--- Required work ---
a. Decide whether each statement below agrees with the article on campus coronavirus planning. Answer yes or no for each and quote the words of the article that settle it.
(i) The online petition had nearly 24,000 signatures on Thursday.
(ii) The advisory committee on communicable diseases now meets once a week.
(iii) University officials said the student petition could by itself bring about a suspension of operations.
b. In the article on campus coronavirus planning, what position does Denzil Suite hold at the university?
c. Pick up the article on campus coronavirus planning where it stops and carry it forward.

--- Exercise passage ---

Last week an online petition was posted asking the university, which enrolls 59,000 students on three campuses, to close. It had nearly 24,000 signatures on Thursday.

Behind the scenes, many colleges have been planning and prepping for a potential escalation of the outbreak. College officials are tasked both with maintaining the safety of students and staff and with limiting the virus’s spread beyond campus. Traditional-age college students are not at a high risk of dying of the disease the virus causes, known as COVID-19, but the people they come in contact with -- grandparents, immunocompromised strangers -- may be.

At Washington, an advisory committee on communicable diseases, chaired by a medical expert and with representation from different campus units, has been preparing for just this situation for decades. The group meets regularly under normal circumstances but is now doing so daily.

A leadership team at the university is similarly meeting every day to go over recommendations from the advisory committee. And the university has coronavirus plans in place for its food service, police, housing and hospital operations.

“Everything is on the table for us, because we are really cooperating incredibly closely with the public health agencies in Seattle,” said Denzil Suite, UW’s vice president for student life. “We are not either predicting or precluding any course of action at this point.”

Despite the pressure from students and some faculty members, who said they signed the closure petition because they felt unsafe, university officials emphasized that only recommendations from public health officials will lead to a suspension of operations. (A spokesperson for the university said the campus never truly “closes,” as it is a public space that houses thousands of students and a hospital.)

Suite added that if the university’s own medical experts, at the hospital and elsewhere on campus, were to recommend a suspension while government agencies did not, that guidance would be taken seriously.

--- Record extracts ---

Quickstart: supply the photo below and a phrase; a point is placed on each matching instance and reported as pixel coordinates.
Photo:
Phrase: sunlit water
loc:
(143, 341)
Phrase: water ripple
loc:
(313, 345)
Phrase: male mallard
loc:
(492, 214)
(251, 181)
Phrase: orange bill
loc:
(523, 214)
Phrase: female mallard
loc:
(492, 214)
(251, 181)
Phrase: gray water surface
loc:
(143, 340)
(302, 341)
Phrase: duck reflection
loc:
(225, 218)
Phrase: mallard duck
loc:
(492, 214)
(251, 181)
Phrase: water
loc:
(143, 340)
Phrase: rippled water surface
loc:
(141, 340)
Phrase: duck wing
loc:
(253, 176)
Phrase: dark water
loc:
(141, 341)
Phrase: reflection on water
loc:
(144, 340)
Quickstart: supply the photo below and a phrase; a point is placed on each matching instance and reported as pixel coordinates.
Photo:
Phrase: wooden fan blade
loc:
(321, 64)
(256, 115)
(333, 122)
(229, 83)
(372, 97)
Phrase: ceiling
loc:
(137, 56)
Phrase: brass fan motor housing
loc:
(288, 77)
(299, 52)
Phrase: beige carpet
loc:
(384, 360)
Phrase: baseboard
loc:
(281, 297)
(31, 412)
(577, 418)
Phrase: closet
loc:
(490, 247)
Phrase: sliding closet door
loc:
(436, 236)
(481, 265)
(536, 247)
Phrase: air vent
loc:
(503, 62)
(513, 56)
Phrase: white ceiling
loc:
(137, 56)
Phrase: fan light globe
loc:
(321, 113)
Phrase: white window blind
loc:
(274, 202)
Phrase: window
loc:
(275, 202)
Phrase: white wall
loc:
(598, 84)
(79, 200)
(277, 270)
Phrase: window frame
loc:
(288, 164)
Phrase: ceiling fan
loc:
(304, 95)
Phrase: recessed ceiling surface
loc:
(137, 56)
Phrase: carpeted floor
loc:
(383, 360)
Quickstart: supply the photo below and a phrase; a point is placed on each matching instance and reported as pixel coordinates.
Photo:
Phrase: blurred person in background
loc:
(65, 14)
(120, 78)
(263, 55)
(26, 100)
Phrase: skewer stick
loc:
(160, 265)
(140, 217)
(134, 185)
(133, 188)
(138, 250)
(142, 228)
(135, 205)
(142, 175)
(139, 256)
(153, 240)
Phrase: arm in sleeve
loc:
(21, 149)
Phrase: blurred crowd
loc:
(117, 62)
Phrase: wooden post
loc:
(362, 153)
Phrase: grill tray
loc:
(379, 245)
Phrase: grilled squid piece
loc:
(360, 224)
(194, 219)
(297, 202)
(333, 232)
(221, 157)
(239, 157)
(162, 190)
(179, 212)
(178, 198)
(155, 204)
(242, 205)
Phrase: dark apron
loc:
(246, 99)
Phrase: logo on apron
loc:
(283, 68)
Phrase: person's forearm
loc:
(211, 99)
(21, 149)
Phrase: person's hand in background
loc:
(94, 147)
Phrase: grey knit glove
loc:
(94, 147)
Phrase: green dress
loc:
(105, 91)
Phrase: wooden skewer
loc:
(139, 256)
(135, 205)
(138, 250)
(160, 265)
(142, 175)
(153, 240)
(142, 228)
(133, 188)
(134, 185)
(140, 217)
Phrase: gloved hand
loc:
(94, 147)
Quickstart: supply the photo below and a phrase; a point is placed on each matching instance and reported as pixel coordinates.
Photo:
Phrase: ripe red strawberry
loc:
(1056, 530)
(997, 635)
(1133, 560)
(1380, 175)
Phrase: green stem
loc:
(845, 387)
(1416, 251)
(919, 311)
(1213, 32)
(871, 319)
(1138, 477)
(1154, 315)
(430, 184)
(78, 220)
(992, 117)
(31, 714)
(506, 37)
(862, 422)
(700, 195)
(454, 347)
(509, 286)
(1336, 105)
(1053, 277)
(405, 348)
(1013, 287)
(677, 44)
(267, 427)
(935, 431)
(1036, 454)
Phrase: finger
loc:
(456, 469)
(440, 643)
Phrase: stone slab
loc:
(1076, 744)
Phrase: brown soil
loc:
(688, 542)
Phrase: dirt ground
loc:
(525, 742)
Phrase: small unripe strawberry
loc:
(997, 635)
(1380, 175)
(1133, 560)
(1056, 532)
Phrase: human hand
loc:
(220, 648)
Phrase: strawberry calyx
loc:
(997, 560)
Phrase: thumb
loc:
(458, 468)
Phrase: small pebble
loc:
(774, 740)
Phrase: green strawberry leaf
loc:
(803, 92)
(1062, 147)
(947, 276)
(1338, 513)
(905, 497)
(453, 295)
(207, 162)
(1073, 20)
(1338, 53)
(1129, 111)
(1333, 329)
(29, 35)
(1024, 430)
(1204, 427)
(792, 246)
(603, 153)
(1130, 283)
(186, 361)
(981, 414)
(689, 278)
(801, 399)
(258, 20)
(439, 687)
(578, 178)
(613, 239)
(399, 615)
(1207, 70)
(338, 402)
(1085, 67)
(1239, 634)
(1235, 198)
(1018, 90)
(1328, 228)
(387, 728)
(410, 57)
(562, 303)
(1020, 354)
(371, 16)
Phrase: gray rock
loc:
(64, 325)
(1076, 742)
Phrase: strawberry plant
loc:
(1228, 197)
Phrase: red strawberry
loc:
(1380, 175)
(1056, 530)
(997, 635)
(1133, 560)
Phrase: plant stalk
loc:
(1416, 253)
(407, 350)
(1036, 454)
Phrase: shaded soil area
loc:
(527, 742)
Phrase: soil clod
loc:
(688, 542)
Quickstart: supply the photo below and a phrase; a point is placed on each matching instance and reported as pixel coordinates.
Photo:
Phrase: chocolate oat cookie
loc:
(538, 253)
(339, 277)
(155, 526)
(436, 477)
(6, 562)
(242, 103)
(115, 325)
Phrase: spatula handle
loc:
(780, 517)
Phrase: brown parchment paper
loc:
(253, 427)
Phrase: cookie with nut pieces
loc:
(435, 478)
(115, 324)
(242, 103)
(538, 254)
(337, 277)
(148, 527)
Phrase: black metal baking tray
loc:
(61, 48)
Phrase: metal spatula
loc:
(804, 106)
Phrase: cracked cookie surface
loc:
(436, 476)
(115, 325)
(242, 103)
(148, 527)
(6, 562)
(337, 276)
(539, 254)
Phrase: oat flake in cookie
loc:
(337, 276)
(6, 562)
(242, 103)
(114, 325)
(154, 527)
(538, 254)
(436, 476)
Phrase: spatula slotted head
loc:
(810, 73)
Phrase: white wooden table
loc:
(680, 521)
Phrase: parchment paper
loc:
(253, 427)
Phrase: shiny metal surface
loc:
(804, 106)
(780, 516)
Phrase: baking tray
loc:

--- Expected results ---
a.
(i) Yes: "It had nearly 24,000 signatures on Thursday."
(ii) No: "The group meets regularly under normal circumstances but is now doing so daily."
(iii) No: "university officials emphasized that only recommendations from public health officials will lead to a suspension of operations."

b. Denzil Suite is UW's vice president for student life.

c.
Currently, the university has an extensive coronavirus website, including answers to common questions and looking ahead at potential hypotheticals. Suite said the campuses are prepared with emergency relocation spaces -- spread throughout the university’s housing stock -- that could be used in the event that students need to be relocated.

Other universities also have put out extensive guidance for their communities. The University of California system’s latest coronavirus information document is 19 pages long, for example.

Chuck Staben, a biology professor and former president of the University of Idaho (and an occasional columnist for Inside Higher Ed), said that in order to work how they’re intended, university plans need some level of granularity at this point.

“Let’s say you move classes online,” he said. “You do some form of live classes over a communication utility like Zoom. Do you have an enterprise license for Zoom that’s going to allow you to do that, or do you have a more limited license?” And recording video for students to watch might stretch the boundaries of what a college’s learning management system is capable of, he said.

Leadership should also be considering older faculty, Staben said, who face a greater health risk than their students from the worst effects of the virus and may feel unsafe coming to class.

He noted that beyond faculty and students, universities should also consider staff members who can’t work remotely. Food service and facilities workers need to be on campus and often aren’t granted the financial and scheduling flexibility to stay home when sick, potentially putting them at risk for spreading the virus.

“If we go into some form of isolation, you are still going to need people to clean the bathrooms and make the food and keep the lights on,” he said. “How do you protect those people?”

“It’s hard to write down a plan for everything that can happen,” he said. “The structure may need to be fairly flexible and appropriate for the situation.”